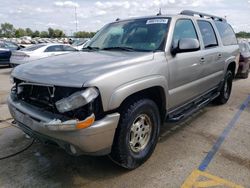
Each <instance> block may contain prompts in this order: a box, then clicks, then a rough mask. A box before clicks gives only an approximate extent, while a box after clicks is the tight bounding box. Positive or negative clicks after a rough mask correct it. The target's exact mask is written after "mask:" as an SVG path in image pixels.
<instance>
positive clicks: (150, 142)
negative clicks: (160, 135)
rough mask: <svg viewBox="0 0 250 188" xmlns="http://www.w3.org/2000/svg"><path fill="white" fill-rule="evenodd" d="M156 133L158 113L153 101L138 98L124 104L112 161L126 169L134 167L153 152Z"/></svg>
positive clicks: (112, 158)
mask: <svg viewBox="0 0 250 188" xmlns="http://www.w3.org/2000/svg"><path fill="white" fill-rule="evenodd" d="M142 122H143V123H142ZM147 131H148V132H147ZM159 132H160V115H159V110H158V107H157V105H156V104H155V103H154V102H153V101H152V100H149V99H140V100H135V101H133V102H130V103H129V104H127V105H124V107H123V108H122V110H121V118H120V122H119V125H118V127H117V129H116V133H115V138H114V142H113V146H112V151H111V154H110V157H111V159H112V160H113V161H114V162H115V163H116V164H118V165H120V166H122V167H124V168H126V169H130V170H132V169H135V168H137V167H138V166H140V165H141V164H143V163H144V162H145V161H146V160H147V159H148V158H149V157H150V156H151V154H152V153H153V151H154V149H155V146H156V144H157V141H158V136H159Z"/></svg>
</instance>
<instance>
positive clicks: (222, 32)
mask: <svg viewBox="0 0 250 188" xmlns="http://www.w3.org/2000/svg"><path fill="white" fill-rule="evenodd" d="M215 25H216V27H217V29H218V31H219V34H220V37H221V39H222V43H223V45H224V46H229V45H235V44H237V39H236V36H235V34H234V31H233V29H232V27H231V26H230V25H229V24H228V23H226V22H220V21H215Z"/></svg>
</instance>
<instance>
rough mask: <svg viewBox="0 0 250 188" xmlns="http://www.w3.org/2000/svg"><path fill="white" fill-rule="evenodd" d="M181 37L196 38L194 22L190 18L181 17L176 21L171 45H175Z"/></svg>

* _Assigned task_
Rewrite all of the material above with "rough mask" replaced by "coarse mask" and everything else left as it is. Leave the pictures out of your answer.

* _Exercise answer_
Each <instance> block may contain prompts in this order: a box, then clicks, then a coarse mask. A box before clicks gives only an approximate extent, while a box after clicks is the tight bounding box. Positive or negative clicks after a coarse mask correct it. The target's exact mask is written after "mask:" as an SVG path in image pixels.
<instance>
positive clicks: (150, 142)
negative clicks: (160, 135)
coarse mask: <svg viewBox="0 0 250 188" xmlns="http://www.w3.org/2000/svg"><path fill="white" fill-rule="evenodd" d="M156 133L158 113L153 101L138 98L124 104L112 161L126 169L134 167L153 152Z"/></svg>
positive clicks: (112, 158)
mask: <svg viewBox="0 0 250 188" xmlns="http://www.w3.org/2000/svg"><path fill="white" fill-rule="evenodd" d="M142 122H143V123H142ZM147 131H148V132H147ZM159 132H160V115H159V110H158V107H157V105H156V104H155V103H154V102H153V101H152V100H149V99H140V100H135V101H133V102H130V103H129V104H127V105H124V107H123V108H122V110H121V118H120V122H119V125H118V127H117V129H116V133H115V138H114V142H113V146H112V151H111V154H110V157H111V159H112V160H113V161H114V162H115V163H116V164H118V165H120V166H122V167H124V168H126V169H130V170H132V169H135V168H137V167H138V166H140V165H141V164H143V163H144V162H145V161H146V160H147V159H148V158H149V157H150V156H151V154H152V153H153V151H154V149H155V146H156V144H157V141H158V136H159Z"/></svg>
</instance>
<instance>
positive clicks: (222, 32)
mask: <svg viewBox="0 0 250 188" xmlns="http://www.w3.org/2000/svg"><path fill="white" fill-rule="evenodd" d="M215 25H216V27H217V29H218V31H219V34H220V37H221V39H222V43H223V45H224V46H229V45H235V44H237V39H236V36H235V34H234V31H233V29H232V27H231V26H230V25H229V24H228V23H226V22H220V21H215Z"/></svg>
</instance>
<instance>
coarse mask: <svg viewBox="0 0 250 188" xmlns="http://www.w3.org/2000/svg"><path fill="white" fill-rule="evenodd" d="M181 37L196 38L194 22L190 18L181 17L176 21L171 45H175Z"/></svg>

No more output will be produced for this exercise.